**Work to complete:**
Only the lines from the line containing "One keypoint belongs to every instance. Tag the bridge arch" to the end of the entries, both included, belong in your answer, and each must match exactly.
##### Supplied material
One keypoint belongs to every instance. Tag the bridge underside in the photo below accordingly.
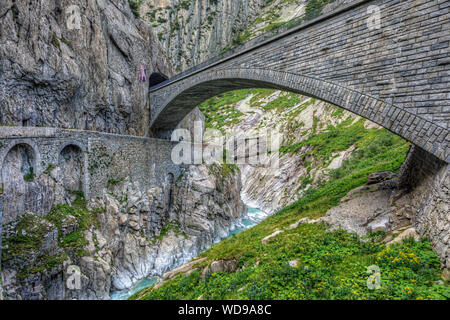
(205, 85)
(394, 72)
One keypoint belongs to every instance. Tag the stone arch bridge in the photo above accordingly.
(387, 61)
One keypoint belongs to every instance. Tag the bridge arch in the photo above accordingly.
(173, 101)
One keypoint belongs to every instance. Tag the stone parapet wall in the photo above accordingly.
(106, 159)
(396, 74)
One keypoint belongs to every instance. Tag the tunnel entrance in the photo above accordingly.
(18, 174)
(71, 168)
(157, 78)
##########
**Written solution:**
One keypoint belongs to every instance. Tag the bridge arch in the photo above accordingly.
(173, 101)
One keypoint belongs to every instance. Tag the stone parapet wall in the photo above accordingly.
(106, 159)
(396, 74)
One keypoint belongs to every instance. Tag the tunnel entrance in the photo above accordingly.
(18, 174)
(71, 168)
(157, 78)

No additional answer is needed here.